Page.
JUAN GONZALEZ: The chief executives of Detroit’s Big Three automakers returned to Capitol Hill yesterday to plead for $34 billion in federal aid to bail out their industry.

The company CEOs all drove to Washington in hybrid vehicles after being criticized for flying in for hearings last month in separate private jets. That time around, they were sent home empty-handed with congressional Democratic leaders demanding detailed business and spending plans from GM, Ford and Chrysler.

The companies submitted those turnaround plans before the Senate Banking Committee on Tuesday, promising major changes, such as producing smaller, more fuel-efficient cars, reducing vehicle models, and slashing executive pay and bonuses.

This is Richard Wagoner, CEO of General Motors, speaking to reporters after the hearing.

    RICHARD WAGONER: The auto industry is an important one for the economy, and obviously it’s under tremendous pressure in part because of the global financial crisis. So we put forth a plan which we think adjusts our business to a smaller market.

JUAN GONZALEZ: Financially, GM is the most desperate of the Big Three. The company said it faced bankruptcy without $4 billion in federal loans by the end of the month, with billions more needed in 2009.

But lawmakers said they were not convinced that the automakers could return to profitability even with a massive infusion of government cash. After a six-hour hearing, Senator Chris Dodd, the chair of the Senate Banking Committee, said he would try to assemble a plan to revive the automakers, asserting that “inaction is not an option.”

    SEN. CHRIS DODD: A partial or complete failure of the domestic automobile industry would have ramifications far beyond the manufacturing — far beyond manufacturing and pensions. It would affect virtually every sector of our economy. That includes the financial sector, which is a particular focus of this committee. A collapse within the auto sector would unquestionably worsen the credit crisis.

JUAN GONZALEZ: Dodd supports a taxpayer rescue but called on the Bush administration or the Federal Reserve to save the automakers because Congress might not do so. Dodd said Treasury Secretary Henry Paulson must explain why the car companies, which support one in ten US jobs, are less deserving of assistance than Wall Street banks and insurance companies, which received a $700 billion financial rescue program in September.

Instructions.
(a) Using the automaker hearing transcript, answer each question:
(i) How much federal aid did the chief executives request on Capitol Hill?
(ii) Before which committee did the companies submit their turnaround plans?
(iii) How much in federal loans did GM say it needed by the end of the month to avoid bankruptcy?
(b) Reproduce the part of the automaker hearing transcript starting at "This is Richard" and ending at "a smaller market.", swapping "General Motors" for "GM".
(c) Extend the transcript of the automaker bailout hearing past its final sentence.
The entries that follow are separate material and are unrelated to the automaker hearing transcript.

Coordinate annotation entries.
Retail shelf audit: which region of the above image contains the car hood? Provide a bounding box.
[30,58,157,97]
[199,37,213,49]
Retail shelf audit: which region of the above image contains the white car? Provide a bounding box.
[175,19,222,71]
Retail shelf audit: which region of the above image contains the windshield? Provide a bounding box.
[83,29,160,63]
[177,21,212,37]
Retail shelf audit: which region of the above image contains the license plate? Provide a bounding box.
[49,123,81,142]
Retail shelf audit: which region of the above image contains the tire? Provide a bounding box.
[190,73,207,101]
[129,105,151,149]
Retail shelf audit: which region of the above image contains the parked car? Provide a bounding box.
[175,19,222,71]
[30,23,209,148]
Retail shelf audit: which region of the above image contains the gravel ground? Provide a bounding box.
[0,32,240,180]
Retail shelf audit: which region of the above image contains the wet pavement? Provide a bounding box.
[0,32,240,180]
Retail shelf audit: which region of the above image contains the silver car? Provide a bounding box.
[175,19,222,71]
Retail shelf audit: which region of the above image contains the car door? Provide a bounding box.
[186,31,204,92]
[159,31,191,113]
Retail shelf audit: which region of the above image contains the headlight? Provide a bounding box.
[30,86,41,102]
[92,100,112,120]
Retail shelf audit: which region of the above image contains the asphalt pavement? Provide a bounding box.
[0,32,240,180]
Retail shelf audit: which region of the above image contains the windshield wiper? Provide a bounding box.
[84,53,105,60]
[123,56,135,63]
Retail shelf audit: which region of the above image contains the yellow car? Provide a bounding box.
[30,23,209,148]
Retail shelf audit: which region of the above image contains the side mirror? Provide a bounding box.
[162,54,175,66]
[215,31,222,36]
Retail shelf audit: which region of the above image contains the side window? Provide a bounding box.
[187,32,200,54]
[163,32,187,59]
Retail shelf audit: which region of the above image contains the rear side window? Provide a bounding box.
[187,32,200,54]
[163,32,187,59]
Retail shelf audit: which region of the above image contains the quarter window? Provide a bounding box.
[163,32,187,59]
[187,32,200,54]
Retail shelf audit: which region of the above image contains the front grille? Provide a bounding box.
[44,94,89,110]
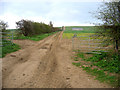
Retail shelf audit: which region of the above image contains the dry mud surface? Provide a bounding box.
[2,32,110,88]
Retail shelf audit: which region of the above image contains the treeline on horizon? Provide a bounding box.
[16,19,60,36]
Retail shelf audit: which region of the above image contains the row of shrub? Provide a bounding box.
[16,20,60,36]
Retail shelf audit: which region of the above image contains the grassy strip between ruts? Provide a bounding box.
[14,31,58,41]
[72,52,120,87]
[0,32,56,58]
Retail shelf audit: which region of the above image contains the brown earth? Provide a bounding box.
[2,32,111,88]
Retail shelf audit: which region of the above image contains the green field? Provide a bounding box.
[64,26,97,33]
[63,26,97,39]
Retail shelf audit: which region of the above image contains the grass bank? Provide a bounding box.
[0,40,20,58]
[73,51,120,87]
[0,32,56,58]
[14,31,58,41]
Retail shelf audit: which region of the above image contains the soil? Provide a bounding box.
[2,32,111,88]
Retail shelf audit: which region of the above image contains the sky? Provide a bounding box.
[0,0,110,29]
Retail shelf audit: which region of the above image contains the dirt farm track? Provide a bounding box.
[2,32,111,88]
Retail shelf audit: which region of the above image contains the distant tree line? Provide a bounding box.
[96,1,120,53]
[16,19,60,36]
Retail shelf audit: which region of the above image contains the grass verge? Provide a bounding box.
[14,32,56,41]
[72,51,120,87]
[0,40,20,58]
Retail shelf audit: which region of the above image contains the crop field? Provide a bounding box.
[63,26,96,39]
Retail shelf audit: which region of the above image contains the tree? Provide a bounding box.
[16,20,34,36]
[0,20,8,39]
[0,20,8,31]
[96,2,120,52]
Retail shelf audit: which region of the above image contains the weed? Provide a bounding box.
[72,62,81,67]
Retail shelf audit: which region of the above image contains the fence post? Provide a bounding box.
[89,36,90,51]
[72,37,74,50]
[12,32,13,45]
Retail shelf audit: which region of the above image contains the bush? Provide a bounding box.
[16,20,60,36]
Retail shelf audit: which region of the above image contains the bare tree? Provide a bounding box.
[96,2,120,52]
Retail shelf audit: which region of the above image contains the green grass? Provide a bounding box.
[82,66,119,87]
[72,62,81,67]
[72,51,120,87]
[64,26,96,33]
[63,33,94,39]
[14,32,56,41]
[0,40,20,58]
[0,30,56,58]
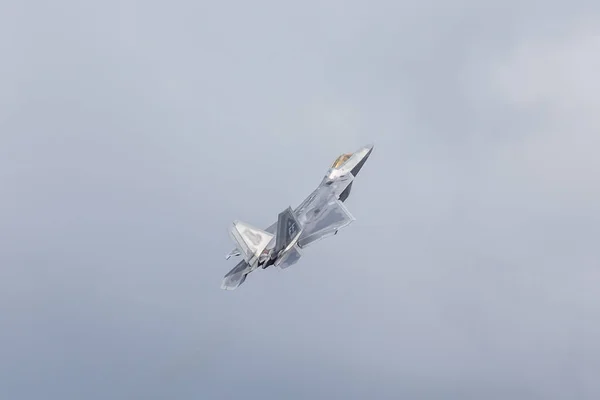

The answers.
(a)
(i) $34 billion
(ii) The Senate Banking Committee
(iii) $4 billion

(b)
This is Richard Wagoner, CEO of GM, speaking to reporters after the hearing.

    RICHARD WAGONER: The auto industry is an important one for the economy, and obviously it’s under tremendous pressure in part because of the global financial crisis. So we put forth a plan which we think adjusts our business to a smaller market.

(c)
AMY GOODMAN: The chief executives of the Big Three [are] scheduled to appear again today before the House Financial Services Committee. With opposition to an auto industry bailout strong among Republicans and even among many Democrats, congressional leaders have given themselves one week to make something happen.

Wendy Thompson is a retired worker at American Axle in Detroit and the former president of UAW Local 235. She joins us from Detroit, where she is helping organize a caravan of auto workers to Washington, D.C., scheduled to arrive Monday morning.

Ralph Nader, longtime consumer advocate, former presidential candidate, he catapulted to fame decades ago with his book Unsafe at Any Speed

, which took on the auto industry. He joins us on the telephone from Washington, D.C.

Let’s start with Wendy Thompson. What do you think needs to happen right now?

WENDY THOMPSON: Well, we’re going to Washington in a caravan, because we think it’s very important that a rank-and-file worker point of view come into this debate. We don’t think it’s a question of saving corporations. It’s a question of saving an industry, a question of saving working-class communities and the heartland of America.

And we think a comprehensive reformed industry has to happen. Our suggestion is to expand the industry to become transportation-based and alternative energy-based. We say that there’s — instead of closing these factories, why don’t we start to build products like light rail for mass transit or wind turbines for alternative energy? There is work that needs to be done to create a new society here in America. And a lot is at stake.

JUAN GONZALEZ: Wendy Thompson, your union has been basically backing the company CEOs in this effort to get a bailout, but at the same time there are many Republicans, especially in the Congress, who see the contracts that the unions have had over the years as part of the problem that the automakers have. They claim that the labor costs of the auto companies are out of whack with other automobile companies, especially the Japanese companies. Your response to those criticisms?

WENDY THOMPSON: The solution to the problem is not to take away more from workers that have already had so much taken from them. And it’s a downward spiral: if they attack the decent-paying jobs, then no one is going to have a decent-paying job in the end. And this is not going to help us certainly get out of the economic crisis we’re in.

We are going to Washington not just for ourselves as autoworkers, but for all American working people, because we think that unions and union wages is what’s going to bring this country forward, not set it back. But we do feel that you do need government intervention here, that the corporations have not been pursuing the right path. And after all, the government is supposed to represent the people, and they should have oversight. And, in fact, like they say, taxation without representation — well, if the American working people are investing in these corporations, they should have representation, too.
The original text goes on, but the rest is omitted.